Алексей Шорохов ТУРГЕНЕВ: РУССКИЙ ОТВЕТ ОТКЛАДЫВАЕТСЯ… (Культурно-исторические типы Запада и Россия)



Тургенева, по сложившейся традиции, принято считать гениальным рассказчиком, тонким повествователем и, немного в меньшей степени, выдающимся романистом. В первую же очередь Тургенев, разумеется, — поэт. И не потому вовсе, что написал ряд стихотворений (рифмованных и в прозе), а по общему пафосу своего творчества. Однако за признанным пластическим мастерством творца "Записок охотника" и "Отцов и детей", по обыкновению остаётся неоценённым в должной мере наследие Тургенева-критика, Тургенева — исследователя и толкователя основных культурно-исторических типов человечества (наметившего некоторые из них задолго до Н. Я. Данилевского и уж тем более О. Шпенглера). Об этом — не мешало бы поподробнее…



ТОРЖЕСТВО БОГООСТАВЛЕННОСТИ Известно, что Тургенев был западником (в XIX-м веке это отнюдь не всегда означало быть русофобом, в отличие от ХХ-го и XXI-го). Поэтому нет ничего удивительного в том, что именно западная культура, известная писателю до тонкостей и воспринятая им в качестве общечеловеческой, послужила Тургеневу основным материалом для размышлений, как он считал, о человеке вообще. Впрочем, сегодня (особенно на фоне всё более очевидного конфликта цивилизаций) можно уже совершенно отчётливо увидеть, что речь у него ведётся всё-таки о специфически западном человеке.


Итак, в 1857-59 гг. И. С. Тургенев пишет одно из наиболее ёмких и известных своих исследований — статью "Дон-Кихот и Гамлет", где на примере двух известнейших литературных персонажей изучает два основных, по его мнению, человеческих типа. Точнее будет сказать — два последовательно сменяющих один другой культурно-исторических типа западного человечества. И вот что интересно.


Несмотря на то, что Дон-Кихот и Гамлет появляются практически одновременно (во всяком случае, их создатели, Сервантес и Шекспир, по странному наитию судеб даже умрут в один день — 26 апреля 1616 года*), представляют они собою не столько разные человеческие типы, сколько разные исторические эпохи в истории Западной Европы.


Дон-Кихот — это католический Юг, залитая солнцем Испания ("дух южного человека опочил на создании Дон-Кихота"); Старый Свет на излёте своего могущества. Сознание Дон-Кихота — ясный вечер; ещё тепло и тихо, но по земле уже змеятся причудливые вечерние тени; в неверном отблеске заходящего солнца многие предметы выглядят уже неправдоподобно и бредущая домой отара овец вполне может сойти за шайку разбойников, а ветряные мельницы — за великанов…


Напротив, Гамлет олицетворяет собой протестантский Север ("дух северного человека, дух рефлексии и анализа"); и в первую очередь — это скупая на цвета и запахи островная Англия; сюда кинуты бродильные дрожжи Нового времени; островитяне готовятся прорваться во внешний мир, готовятся к покорению и переделу старого мира; Англия готовится стать Великобританией. По сравнению с мироощущением Дон-Кихота сознание Гамлета — уже сумеречное; и его мало-помалу населяют неясные тени и призраки, в каждом шорохе чудятся крысы и соглядатаи. Плата за человеческое самостояние.

Исходный материал:
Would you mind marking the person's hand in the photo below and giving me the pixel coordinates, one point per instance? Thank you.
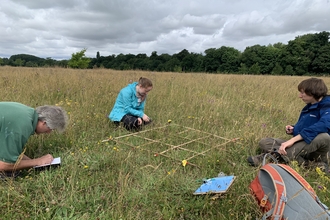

Задание:
Ответьте на вопросы по тексту о Тургеневе.
(a) В какие годы Тургенев пишет статью «Дон-Кихот и Гамлет»?
(b) В какой день умерли Сервантес и Шекспир?
(c) Что олицетворяет собой Гамлет?

Полное решение:
(a) В 1857–59 гг.
(b) 26 апреля 1616 года.
(c) Протестантский Север, и в первую очередь островную Англию.